Referring expression pointing data
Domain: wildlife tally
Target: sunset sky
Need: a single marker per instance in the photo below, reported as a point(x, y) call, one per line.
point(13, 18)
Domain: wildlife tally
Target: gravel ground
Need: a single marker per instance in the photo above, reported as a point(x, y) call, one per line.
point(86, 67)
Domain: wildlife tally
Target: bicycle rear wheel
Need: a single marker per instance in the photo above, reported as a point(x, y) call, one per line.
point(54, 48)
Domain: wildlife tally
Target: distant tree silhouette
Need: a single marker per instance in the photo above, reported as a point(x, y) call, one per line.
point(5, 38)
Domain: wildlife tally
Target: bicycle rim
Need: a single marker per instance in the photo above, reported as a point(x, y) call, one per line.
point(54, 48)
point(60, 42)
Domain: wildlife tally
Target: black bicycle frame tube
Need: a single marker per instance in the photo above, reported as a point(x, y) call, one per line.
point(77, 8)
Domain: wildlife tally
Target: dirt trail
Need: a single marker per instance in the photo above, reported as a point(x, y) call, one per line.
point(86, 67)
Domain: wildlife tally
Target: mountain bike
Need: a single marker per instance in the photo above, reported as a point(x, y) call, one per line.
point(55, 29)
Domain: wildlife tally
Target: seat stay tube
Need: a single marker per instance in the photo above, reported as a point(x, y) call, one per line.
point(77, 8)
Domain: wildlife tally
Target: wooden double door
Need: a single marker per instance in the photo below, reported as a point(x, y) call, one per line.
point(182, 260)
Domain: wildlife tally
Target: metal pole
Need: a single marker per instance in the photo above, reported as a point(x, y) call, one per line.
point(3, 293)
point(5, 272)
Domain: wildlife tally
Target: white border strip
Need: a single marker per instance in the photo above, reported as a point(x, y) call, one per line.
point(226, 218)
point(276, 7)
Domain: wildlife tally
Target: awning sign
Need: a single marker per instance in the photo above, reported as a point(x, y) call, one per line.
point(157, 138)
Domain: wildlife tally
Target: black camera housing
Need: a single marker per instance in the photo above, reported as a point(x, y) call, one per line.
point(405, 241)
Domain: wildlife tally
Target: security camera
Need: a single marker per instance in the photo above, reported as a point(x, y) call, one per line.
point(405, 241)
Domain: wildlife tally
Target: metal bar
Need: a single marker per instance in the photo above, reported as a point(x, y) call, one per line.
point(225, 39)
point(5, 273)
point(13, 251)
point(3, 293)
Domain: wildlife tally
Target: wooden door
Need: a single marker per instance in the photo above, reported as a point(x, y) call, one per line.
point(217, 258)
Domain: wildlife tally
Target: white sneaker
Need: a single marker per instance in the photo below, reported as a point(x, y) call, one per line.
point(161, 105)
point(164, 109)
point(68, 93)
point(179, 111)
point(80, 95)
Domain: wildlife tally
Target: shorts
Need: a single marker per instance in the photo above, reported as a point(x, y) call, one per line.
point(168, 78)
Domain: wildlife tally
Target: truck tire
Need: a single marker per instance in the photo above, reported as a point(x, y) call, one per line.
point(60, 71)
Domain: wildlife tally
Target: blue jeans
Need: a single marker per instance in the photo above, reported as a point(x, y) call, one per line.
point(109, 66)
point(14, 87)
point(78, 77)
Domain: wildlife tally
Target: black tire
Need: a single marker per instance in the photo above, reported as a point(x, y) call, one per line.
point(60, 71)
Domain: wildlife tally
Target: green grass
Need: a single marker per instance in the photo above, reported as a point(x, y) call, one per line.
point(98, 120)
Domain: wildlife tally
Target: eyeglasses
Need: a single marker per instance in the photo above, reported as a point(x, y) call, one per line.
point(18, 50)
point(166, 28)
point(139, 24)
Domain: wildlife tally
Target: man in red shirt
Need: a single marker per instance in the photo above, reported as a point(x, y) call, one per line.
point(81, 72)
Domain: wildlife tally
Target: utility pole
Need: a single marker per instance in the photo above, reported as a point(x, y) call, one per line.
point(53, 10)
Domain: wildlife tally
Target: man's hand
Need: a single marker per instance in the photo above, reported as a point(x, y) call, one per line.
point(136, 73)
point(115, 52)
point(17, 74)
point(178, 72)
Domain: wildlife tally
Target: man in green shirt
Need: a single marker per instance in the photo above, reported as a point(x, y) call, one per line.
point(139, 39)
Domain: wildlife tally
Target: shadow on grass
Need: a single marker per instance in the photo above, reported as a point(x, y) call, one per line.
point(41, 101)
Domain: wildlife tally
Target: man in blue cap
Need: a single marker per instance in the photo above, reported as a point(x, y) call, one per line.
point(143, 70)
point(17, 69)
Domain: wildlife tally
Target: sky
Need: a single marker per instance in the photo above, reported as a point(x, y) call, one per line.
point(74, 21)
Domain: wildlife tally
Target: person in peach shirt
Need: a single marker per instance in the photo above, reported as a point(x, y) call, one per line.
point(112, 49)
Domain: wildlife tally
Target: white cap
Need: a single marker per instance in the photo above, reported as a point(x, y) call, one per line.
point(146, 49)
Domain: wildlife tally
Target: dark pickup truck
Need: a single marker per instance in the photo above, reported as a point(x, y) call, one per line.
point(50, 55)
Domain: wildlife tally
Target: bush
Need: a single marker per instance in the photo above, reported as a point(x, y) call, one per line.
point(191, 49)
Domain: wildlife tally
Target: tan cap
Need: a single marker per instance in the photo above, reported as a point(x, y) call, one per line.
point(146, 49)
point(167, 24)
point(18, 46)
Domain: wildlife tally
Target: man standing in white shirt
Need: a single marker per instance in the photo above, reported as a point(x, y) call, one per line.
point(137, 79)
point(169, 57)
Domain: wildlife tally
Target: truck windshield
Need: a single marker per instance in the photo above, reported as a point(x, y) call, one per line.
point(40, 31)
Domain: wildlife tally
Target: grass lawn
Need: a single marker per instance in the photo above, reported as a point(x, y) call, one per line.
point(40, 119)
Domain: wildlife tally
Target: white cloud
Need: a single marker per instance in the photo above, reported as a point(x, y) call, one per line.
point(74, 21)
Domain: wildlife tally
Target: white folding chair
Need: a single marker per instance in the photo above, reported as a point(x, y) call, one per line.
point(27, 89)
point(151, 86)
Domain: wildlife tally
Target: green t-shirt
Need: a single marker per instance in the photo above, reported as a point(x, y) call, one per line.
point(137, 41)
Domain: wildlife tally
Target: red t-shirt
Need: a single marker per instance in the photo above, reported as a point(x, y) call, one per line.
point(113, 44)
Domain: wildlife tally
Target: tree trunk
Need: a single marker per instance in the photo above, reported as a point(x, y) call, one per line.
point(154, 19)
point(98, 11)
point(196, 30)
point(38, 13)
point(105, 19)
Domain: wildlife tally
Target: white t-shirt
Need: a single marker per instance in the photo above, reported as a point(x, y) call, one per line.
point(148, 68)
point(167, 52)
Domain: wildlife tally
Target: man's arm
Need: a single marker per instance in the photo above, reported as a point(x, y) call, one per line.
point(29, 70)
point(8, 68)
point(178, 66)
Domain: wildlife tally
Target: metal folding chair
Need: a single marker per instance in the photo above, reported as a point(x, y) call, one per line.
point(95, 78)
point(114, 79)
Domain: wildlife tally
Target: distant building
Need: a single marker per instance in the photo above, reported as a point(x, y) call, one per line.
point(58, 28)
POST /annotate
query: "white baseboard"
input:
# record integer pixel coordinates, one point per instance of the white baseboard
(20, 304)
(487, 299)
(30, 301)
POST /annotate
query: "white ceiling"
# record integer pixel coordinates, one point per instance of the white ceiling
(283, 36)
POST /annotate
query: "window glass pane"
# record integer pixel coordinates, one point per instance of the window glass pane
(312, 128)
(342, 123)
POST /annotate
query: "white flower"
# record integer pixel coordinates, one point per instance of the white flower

▶ [The task]: Scan the records above and report every line with the string "tire".

▶ [Exercise answer]:
Target: truck tire
Target: black tire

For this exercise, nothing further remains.